Find every line in the data below that contains the string "light", matching case, and copy each of those lines out in full.

===== Record list =====

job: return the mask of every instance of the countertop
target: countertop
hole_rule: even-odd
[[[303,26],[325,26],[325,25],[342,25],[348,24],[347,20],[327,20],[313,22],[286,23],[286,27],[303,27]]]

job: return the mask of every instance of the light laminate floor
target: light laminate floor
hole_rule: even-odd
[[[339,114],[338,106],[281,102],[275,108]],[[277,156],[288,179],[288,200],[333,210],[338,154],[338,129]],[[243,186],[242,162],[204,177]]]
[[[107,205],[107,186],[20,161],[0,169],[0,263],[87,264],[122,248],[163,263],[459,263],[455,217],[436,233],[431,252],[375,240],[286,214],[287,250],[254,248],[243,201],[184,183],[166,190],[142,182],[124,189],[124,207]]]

=====
===== Record list =====

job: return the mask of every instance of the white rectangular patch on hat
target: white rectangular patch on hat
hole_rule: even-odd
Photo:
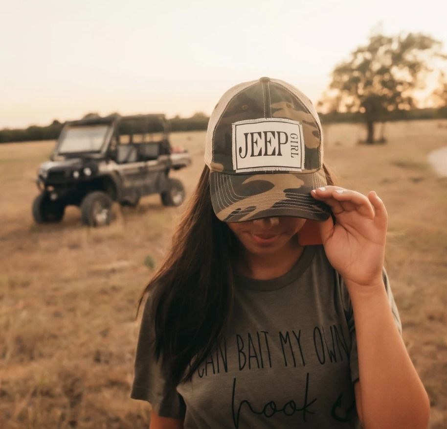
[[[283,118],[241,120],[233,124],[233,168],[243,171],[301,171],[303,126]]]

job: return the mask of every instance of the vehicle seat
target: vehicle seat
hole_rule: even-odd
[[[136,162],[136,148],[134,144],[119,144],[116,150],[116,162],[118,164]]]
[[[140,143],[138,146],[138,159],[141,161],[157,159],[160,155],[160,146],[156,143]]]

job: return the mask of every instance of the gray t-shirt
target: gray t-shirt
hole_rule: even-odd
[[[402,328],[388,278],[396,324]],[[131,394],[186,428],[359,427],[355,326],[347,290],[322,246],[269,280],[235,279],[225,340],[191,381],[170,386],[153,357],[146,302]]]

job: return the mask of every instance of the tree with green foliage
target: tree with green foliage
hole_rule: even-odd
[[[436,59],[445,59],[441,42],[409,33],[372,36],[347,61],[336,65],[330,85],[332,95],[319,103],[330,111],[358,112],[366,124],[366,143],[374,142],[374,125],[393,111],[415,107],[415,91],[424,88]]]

=====

> [Reply]
job: return the mask of every instance of the light laminate floor
target: light laminate floor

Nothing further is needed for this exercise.